| TASK INPUT |
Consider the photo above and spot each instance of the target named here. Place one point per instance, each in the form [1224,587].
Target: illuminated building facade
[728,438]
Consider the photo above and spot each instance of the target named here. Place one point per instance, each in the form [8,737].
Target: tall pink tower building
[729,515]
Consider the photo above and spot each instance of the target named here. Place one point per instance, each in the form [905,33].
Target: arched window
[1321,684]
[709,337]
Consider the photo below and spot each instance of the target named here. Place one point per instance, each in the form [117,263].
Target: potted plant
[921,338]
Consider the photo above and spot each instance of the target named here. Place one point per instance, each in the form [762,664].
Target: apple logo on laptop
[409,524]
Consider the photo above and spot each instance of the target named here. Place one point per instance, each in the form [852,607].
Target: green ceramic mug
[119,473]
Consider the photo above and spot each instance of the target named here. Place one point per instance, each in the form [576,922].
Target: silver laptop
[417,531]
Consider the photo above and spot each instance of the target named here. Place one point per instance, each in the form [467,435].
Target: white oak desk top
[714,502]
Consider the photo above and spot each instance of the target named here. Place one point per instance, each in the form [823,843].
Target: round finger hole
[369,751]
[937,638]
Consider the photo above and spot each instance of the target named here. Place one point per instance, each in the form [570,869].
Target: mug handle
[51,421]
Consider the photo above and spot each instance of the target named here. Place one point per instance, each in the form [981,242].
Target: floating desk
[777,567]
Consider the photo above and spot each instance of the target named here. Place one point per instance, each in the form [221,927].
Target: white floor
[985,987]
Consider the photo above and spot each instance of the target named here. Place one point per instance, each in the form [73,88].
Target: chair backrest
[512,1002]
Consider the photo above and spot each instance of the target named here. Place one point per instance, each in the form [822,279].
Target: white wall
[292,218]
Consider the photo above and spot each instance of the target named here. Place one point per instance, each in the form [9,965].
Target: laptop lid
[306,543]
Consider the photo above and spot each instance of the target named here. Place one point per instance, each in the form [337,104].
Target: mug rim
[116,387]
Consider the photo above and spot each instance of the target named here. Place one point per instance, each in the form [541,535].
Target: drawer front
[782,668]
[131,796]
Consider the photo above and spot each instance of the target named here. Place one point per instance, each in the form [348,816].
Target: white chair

| WHAT IS NEEDED |
Reproduce all the rows above with "spot" replaced by "locate" at every occurrence. Leave everything else unchanged.

| FULL SOLUTION |
Consider the photo above and locate each instance of the target named here. Place one point per instance, each in the form [1224,587].
Target: illuminated building facade
[728,438]
Consider the photo above and locate each instance of the target named here. Place one point per instance, each in the form [8,737].
Target: tall pink tower building
[729,515]
Consider the photo above and locate each instance of the target named here. Place one point per instance, each in the form [905,33].
Target: arched window
[1321,684]
[709,337]
Consider the photo below and locate each instance of the target named here. Place one point per instance, each in the form [117,263].
Target: potted plant
[921,338]
Consider the photo above and locate each instance of the target named here. Place one point per instance, each in the form [762,664].
Target: apple logo on laptop
[409,524]
Consider the photo above and locate each instance of the target named here. Place one point per instance, each in the form [852,607].
Target: green ceramic mug
[119,473]
Consider the photo above and locate each instance of the target named here. Place one point per instance, each in the form [576,922].
Target: silver laptop
[417,531]
Consider the photo above and locate each instance of the target named here. Place one point per instance, each in the form [467,435].
Target: white oak desk top
[714,502]
Consider the photo above and locate each instance of the target named here. Place one point per instance, each in the form [823,843].
Target: round finger hole
[369,751]
[937,638]
Consider the photo above and locate each instance of the target named here. Place one point per instance, each in the form [570,869].
Target: mug handle
[51,421]
Consider the photo above and locate each instance of the target named here. Place one point per instance, each in the form [981,242].
Target: floating desk
[777,567]
Consider the photo above and locate each instance of the target named here. Place one point per instance, each in the form [221,927].
Target: white floor
[985,987]
Consider the photo above and locate each instance of the target named here. Place one point per instance, each in the form [73,88].
Target: chair backrest
[512,1002]
Consider the photo above and locate each instance of the target named here. Place one point per instance, each in the form [822,279].
Target: white wall
[292,218]
Consider the photo above and locate each instance of the target named here. Place one point per instance, each in the form [9,965].
Target: laptop lid
[306,543]
Consider the photo above and locate each instance of the target named here. Place one point per instance, each in the form [337,104].
Target: mug rim
[116,387]
Consider the photo above and locate each instance of the target named here. Place one point per instance, each in the form [541,535].
Target: drawer front
[782,668]
[131,796]
Consider the photo above and locate each instance of the target named here. Place one point per instance, each in the form [348,816].
Target: white chair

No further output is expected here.